▶ _Extracted material_
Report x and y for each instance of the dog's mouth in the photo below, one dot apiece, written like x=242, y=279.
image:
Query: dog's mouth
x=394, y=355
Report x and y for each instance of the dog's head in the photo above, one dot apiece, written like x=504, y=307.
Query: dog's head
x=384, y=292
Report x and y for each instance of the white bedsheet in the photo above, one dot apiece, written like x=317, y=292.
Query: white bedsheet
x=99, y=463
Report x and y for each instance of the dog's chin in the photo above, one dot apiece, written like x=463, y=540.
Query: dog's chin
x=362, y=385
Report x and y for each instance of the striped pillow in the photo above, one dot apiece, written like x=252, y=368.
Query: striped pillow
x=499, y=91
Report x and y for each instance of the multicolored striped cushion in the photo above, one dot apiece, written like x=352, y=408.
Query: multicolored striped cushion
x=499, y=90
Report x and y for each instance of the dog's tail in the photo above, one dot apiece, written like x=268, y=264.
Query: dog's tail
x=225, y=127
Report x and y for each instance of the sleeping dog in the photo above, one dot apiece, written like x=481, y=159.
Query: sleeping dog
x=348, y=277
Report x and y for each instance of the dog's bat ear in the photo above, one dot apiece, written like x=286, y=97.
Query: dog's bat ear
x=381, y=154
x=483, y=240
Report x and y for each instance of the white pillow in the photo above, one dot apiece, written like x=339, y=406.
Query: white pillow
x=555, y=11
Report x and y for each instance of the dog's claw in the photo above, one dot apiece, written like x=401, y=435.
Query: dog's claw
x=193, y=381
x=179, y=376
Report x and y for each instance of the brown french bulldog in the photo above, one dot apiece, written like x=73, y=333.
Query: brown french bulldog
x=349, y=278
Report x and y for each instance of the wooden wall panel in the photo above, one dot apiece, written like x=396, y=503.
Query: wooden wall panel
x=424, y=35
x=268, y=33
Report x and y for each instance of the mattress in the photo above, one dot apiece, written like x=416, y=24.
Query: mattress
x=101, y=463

---

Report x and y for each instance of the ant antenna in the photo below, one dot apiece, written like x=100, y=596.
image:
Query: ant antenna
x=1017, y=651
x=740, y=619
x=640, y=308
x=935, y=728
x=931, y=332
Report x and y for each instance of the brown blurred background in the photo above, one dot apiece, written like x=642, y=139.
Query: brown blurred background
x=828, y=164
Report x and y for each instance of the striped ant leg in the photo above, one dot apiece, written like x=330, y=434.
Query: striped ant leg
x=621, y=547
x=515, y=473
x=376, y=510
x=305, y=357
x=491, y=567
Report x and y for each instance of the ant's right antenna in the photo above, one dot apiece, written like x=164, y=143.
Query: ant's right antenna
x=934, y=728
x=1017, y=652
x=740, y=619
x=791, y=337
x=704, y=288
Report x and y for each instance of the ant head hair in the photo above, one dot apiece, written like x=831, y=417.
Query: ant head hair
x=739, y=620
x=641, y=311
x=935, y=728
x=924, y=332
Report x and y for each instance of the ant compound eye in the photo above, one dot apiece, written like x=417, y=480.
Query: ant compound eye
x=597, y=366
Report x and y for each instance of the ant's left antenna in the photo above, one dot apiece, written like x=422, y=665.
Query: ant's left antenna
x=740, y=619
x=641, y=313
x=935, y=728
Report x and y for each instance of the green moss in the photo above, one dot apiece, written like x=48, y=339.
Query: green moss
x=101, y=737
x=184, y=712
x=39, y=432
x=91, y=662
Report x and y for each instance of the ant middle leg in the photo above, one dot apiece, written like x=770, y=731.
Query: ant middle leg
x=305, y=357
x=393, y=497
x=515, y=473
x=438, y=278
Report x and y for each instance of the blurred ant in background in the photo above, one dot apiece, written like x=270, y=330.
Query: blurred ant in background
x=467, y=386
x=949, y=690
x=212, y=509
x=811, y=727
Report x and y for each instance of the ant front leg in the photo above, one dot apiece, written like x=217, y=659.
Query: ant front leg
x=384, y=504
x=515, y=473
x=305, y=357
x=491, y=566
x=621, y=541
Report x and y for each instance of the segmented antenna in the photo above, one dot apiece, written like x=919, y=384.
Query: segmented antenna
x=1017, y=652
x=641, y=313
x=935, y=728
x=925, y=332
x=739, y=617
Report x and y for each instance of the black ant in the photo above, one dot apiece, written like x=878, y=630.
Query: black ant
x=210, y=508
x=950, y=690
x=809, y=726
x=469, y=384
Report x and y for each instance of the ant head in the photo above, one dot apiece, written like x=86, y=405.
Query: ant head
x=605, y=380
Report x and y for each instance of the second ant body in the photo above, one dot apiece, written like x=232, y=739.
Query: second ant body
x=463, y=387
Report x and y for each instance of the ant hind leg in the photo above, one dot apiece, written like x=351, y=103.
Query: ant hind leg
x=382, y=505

▶ _Short problem_
Copy out, word for word, the part of the material that opens with the line containing "Report x and y for each instance of the white bedsheet" and closes with the line containing "x=348, y=277", including both of those lines.

▶ _Completed task_
Report x and y for each instance of the white bedsheet in the photo above, one dot apiece, written like x=317, y=292.
Query: white bedsheet
x=99, y=463
Report x and y for each instance of the dog's chin in the photo above, one dot apiece, written like x=463, y=540.
Query: dog's chin
x=362, y=385
Report x and y for each instance of the striped pillow in the photo above, one dot apiece, written like x=252, y=368.
Query: striped pillow
x=499, y=91
Report x and y for each instance of the multicolored striped cushion in the photo above, one dot apiece, written like x=352, y=408.
Query: multicolored striped cushion
x=499, y=90
Report x and y for each instance of the dog's tail in the photo above, one dot apiece, written like x=268, y=264.
Query: dog's tail
x=225, y=127
Report x and y for each instance of the sleeping dog in the photo above, one dot apiece, written like x=481, y=159.
Query: sleeping dog
x=348, y=277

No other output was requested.